→ Required task: Reproduce every one of the entries below verbatim, line by line, with no alterations.
═══ Data listing
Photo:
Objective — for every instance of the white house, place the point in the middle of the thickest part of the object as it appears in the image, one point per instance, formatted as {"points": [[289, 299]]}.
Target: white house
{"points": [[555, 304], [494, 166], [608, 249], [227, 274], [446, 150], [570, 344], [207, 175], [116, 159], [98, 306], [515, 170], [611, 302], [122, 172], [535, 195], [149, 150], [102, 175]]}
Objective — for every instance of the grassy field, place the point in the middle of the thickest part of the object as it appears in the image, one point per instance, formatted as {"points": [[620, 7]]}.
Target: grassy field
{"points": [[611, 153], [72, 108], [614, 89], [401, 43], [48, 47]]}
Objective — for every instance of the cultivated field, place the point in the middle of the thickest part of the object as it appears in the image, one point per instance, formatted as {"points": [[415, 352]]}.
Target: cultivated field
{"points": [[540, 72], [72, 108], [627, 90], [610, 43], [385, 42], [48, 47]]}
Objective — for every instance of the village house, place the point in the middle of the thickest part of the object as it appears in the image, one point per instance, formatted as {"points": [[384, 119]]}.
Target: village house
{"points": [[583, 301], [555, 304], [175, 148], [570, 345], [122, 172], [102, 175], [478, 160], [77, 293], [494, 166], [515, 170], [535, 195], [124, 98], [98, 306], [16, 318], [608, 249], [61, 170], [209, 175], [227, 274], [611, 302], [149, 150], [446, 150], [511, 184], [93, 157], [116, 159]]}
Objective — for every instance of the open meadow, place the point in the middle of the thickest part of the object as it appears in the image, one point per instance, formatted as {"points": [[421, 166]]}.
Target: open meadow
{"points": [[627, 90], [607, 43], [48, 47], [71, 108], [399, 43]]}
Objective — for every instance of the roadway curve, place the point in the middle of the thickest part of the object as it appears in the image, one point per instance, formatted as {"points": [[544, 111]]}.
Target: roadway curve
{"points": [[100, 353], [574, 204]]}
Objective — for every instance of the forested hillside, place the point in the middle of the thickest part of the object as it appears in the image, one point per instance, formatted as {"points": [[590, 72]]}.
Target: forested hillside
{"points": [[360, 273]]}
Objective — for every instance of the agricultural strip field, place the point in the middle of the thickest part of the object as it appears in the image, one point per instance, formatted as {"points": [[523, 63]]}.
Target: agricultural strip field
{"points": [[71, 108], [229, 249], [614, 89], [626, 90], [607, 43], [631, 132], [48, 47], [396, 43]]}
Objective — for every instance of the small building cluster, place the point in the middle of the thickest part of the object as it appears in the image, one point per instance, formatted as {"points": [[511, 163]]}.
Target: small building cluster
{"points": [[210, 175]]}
══════
→ Exercise output:
Photo:
Objective — for every instance of the white house, place the point in the middle of the thickest part of the object as it appears in the image, one point per instance, formatted as {"points": [[289, 299]]}.
Target: white house
{"points": [[555, 304], [494, 166], [608, 249], [227, 274], [446, 150], [570, 344], [207, 175], [116, 159], [98, 306], [515, 170], [611, 302], [122, 172], [535, 195], [149, 150], [102, 175]]}
Objective — for every instance of the grassy field, place the point in the middle of the thickest part of the object as it appears in the image, one point per instance, formatted as {"points": [[620, 7]]}.
Target: grassy field
{"points": [[611, 153], [72, 108], [614, 89], [401, 43], [48, 47]]}
Objective — for every instance of the cultivated field, place the point in the middle of the thickest part of the object as it appears in the image, one point per instance, formatted as {"points": [[415, 352]]}.
Target: cultivated field
{"points": [[540, 72], [72, 108], [627, 90], [610, 43], [385, 42], [48, 47]]}
Objective — for every instance of the village house, place the point in the middle of the thickest part of the object as it appears in the image, one point per instance, formatted as {"points": [[384, 119]]}.
Target: village house
{"points": [[583, 301], [555, 304], [175, 148], [570, 345], [122, 172], [102, 175], [478, 160], [77, 293], [494, 166], [515, 170], [535, 195], [124, 98], [98, 306], [16, 318], [608, 249], [61, 170], [209, 175], [227, 274], [611, 302], [149, 150], [446, 150], [511, 184], [93, 157], [116, 159]]}
Objective — for every instance of the open meadow, place the point in the middle of the thickest part of the object as it appears in the image, one point per instance, formatted as {"points": [[421, 166]]}.
Target: open meadow
{"points": [[627, 90], [607, 43], [48, 47], [71, 108], [399, 43]]}
Objective — for every instance of the roadway curve, place the point in the middle of the thickest part of the object as it appears in the image, one point per instance, formatted as {"points": [[544, 111]]}.
Target: roadway curve
{"points": [[100, 353], [574, 204]]}
Objective — for every instance of the forested hillside, place the point in the middle of the thickest part of the object as it appears in the image, one point per instance, formatted as {"points": [[590, 72]]}.
Target: forested hillside
{"points": [[360, 273]]}
Objective — for every instance of the agricultural strip field, place the point in the middle of the thickest part of the object as it appears in the image, one point per instance, formatted as {"points": [[523, 63]]}.
Target: agricultural strip field
{"points": [[71, 108], [229, 249], [614, 89], [626, 90], [607, 43], [631, 132], [48, 47], [396, 43]]}
Objective — for every instance of the small building cluster, place the point in the middle of the thickest part of the object as it appears in the image, one point per instance, formatted as {"points": [[511, 163]]}.
Target: small building cluster
{"points": [[210, 175]]}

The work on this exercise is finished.